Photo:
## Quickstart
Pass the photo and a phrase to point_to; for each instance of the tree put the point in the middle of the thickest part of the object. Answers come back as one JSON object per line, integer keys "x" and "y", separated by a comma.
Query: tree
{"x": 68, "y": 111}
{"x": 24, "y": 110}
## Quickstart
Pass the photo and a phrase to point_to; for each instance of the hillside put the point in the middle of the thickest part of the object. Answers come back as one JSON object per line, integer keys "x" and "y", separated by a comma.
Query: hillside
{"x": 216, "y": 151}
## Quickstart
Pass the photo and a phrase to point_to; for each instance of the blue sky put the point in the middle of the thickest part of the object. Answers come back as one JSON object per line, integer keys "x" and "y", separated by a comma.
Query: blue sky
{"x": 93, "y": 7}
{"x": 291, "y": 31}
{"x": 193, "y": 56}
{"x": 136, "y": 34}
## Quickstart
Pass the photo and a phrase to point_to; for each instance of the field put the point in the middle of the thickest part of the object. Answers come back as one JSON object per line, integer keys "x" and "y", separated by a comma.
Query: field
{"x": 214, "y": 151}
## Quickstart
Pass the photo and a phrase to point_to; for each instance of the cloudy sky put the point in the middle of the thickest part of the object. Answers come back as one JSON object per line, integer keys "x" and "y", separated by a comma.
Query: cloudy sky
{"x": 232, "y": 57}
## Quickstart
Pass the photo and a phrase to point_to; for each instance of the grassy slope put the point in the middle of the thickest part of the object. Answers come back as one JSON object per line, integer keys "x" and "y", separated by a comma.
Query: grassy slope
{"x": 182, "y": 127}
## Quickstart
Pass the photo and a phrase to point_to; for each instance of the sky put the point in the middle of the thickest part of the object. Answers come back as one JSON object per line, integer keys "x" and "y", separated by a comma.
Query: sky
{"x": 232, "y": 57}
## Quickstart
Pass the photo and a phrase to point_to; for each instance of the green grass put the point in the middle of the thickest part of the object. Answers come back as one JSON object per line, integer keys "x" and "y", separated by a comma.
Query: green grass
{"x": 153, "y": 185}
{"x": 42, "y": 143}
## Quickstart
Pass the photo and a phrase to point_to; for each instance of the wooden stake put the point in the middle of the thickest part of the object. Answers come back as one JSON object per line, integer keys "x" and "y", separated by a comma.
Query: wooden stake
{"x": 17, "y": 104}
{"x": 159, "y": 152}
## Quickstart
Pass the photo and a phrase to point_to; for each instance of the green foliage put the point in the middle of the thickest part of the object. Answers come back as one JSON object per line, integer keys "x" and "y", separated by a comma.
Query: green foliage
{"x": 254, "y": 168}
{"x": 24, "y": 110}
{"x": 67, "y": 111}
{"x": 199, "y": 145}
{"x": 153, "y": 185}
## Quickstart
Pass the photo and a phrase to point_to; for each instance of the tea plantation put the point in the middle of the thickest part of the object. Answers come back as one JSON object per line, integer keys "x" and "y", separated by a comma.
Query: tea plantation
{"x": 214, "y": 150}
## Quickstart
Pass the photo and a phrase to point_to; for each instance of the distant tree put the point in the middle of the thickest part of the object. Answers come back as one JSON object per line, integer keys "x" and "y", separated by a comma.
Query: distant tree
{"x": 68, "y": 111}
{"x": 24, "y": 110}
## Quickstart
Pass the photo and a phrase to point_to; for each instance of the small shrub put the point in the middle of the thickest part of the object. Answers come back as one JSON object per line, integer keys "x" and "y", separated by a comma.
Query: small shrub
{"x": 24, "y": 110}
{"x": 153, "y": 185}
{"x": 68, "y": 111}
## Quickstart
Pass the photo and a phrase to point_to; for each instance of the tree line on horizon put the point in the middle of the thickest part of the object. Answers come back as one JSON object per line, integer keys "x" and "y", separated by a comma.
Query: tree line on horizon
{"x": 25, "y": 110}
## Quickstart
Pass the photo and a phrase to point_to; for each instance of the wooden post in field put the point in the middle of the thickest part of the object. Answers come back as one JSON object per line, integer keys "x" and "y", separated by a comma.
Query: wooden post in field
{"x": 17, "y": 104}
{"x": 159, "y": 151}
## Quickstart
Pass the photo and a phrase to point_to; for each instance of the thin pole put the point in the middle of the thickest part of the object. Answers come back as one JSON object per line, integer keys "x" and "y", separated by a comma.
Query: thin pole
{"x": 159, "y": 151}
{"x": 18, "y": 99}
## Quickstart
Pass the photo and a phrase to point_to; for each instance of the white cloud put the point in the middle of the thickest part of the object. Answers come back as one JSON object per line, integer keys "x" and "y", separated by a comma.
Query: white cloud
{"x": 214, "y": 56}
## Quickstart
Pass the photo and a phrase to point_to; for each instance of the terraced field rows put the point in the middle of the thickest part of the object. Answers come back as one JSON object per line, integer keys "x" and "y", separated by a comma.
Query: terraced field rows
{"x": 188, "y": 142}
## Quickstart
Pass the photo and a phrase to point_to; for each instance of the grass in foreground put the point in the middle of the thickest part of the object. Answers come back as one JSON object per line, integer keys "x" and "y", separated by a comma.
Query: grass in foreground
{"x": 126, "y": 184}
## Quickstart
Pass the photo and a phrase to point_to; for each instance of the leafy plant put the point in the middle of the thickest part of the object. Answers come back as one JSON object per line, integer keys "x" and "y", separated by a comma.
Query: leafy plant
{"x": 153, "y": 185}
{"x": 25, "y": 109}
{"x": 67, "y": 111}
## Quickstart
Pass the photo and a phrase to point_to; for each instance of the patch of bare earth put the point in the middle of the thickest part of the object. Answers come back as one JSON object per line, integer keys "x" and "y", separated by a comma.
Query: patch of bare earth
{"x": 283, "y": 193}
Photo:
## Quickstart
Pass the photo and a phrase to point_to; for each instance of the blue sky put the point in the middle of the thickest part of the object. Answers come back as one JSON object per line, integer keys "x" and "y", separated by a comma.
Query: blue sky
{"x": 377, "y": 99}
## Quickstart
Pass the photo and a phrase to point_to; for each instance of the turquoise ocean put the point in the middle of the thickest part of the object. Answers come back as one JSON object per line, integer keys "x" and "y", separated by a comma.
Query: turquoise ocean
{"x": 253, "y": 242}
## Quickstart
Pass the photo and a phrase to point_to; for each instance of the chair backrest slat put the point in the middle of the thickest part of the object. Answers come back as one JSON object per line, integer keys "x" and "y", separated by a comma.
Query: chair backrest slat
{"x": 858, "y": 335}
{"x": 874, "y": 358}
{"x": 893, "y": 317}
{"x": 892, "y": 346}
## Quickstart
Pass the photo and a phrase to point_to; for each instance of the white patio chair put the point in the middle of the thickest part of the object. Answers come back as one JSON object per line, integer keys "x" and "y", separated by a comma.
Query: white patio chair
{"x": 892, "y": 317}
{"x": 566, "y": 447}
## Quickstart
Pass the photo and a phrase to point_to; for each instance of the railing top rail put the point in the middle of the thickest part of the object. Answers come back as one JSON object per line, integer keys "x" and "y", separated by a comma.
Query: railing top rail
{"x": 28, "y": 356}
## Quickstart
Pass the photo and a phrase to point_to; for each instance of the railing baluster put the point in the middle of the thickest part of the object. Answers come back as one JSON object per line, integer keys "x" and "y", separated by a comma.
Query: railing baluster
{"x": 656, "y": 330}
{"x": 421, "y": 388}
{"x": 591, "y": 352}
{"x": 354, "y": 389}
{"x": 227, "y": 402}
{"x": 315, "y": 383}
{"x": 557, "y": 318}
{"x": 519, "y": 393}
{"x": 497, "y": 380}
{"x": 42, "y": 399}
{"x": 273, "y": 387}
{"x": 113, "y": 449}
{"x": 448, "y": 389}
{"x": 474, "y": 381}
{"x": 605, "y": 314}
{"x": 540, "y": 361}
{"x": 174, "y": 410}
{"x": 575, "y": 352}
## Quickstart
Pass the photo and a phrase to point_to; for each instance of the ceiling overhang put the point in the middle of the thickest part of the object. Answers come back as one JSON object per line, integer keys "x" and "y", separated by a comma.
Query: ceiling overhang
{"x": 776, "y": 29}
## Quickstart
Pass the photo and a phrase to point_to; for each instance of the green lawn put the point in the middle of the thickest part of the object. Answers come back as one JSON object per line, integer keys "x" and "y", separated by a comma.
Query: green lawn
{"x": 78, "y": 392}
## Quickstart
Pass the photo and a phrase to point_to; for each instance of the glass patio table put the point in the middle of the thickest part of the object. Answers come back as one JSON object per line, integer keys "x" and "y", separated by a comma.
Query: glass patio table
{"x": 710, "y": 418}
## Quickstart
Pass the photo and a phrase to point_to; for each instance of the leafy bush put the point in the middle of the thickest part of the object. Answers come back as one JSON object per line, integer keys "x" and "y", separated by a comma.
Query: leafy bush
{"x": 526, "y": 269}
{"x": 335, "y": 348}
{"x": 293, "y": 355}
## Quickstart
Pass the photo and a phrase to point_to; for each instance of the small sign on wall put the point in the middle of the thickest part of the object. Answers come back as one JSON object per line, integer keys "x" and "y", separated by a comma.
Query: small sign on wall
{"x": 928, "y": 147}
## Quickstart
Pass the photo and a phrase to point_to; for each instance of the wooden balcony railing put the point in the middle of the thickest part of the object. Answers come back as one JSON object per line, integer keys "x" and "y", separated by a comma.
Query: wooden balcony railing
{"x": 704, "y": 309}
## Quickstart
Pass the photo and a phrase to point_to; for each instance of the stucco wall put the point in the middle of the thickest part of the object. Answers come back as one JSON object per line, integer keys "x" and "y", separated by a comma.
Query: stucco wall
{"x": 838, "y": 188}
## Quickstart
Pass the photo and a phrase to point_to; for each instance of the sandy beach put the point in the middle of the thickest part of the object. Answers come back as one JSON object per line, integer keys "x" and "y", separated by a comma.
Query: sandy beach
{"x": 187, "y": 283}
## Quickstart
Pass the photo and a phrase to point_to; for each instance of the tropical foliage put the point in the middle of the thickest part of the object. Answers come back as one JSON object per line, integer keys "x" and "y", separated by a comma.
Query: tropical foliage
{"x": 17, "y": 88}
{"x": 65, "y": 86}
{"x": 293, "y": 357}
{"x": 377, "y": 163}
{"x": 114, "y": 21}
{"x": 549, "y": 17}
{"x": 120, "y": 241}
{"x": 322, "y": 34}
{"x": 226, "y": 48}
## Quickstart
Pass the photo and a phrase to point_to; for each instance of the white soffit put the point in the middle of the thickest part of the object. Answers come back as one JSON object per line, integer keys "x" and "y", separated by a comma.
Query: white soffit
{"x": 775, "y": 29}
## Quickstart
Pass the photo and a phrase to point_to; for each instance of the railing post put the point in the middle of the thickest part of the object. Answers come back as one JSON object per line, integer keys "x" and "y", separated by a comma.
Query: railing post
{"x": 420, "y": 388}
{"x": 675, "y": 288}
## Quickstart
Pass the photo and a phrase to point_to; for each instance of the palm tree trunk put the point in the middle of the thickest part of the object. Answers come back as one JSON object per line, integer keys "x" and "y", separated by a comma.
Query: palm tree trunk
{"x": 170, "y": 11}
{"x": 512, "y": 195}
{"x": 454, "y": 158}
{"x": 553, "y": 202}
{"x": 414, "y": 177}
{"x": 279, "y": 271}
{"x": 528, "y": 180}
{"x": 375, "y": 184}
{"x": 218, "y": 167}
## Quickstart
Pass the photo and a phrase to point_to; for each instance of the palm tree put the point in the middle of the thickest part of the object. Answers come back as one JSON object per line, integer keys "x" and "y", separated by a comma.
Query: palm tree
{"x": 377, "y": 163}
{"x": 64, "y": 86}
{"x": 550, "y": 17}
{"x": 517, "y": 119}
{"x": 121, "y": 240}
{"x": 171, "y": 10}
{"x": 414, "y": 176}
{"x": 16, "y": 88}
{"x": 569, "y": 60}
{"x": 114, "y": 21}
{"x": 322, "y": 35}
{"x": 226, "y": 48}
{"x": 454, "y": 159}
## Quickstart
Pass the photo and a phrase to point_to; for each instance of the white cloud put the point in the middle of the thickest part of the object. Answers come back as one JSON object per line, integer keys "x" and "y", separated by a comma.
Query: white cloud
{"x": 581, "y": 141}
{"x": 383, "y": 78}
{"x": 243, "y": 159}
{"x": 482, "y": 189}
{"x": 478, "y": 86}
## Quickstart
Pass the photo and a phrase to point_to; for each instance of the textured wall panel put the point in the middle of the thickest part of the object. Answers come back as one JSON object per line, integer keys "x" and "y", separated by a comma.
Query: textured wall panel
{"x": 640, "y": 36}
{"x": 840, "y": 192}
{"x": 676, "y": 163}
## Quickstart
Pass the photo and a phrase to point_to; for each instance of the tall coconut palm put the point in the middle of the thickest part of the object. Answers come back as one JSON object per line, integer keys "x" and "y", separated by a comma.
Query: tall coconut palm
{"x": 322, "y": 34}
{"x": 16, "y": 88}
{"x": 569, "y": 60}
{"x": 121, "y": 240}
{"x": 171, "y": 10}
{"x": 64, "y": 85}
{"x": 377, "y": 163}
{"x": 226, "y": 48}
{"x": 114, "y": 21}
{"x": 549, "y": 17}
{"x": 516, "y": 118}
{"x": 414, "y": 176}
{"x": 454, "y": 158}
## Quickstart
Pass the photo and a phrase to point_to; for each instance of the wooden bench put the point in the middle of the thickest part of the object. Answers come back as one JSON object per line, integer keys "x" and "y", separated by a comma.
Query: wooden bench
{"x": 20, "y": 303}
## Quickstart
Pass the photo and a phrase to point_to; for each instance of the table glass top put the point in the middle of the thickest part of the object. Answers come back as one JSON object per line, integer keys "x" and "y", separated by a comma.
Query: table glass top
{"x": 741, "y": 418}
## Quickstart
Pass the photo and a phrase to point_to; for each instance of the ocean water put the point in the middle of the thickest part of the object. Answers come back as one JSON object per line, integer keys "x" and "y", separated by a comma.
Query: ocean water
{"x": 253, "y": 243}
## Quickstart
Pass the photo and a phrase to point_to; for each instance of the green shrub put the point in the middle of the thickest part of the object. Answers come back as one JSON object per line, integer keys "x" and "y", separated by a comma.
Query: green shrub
****************************************
» **TASK**: Copy every line of the material above that contains the string "stake", matching case exactly.

» **ANSWER TO THE EXERCISE**:
Pass the photo and a phrase to point_to; for each instance of the wooden stake put the point in the middle of the thickest part of the object. Answers come back as one JSON object per line, integer keys "x" and "y", separated by a comma.
Query: wooden stake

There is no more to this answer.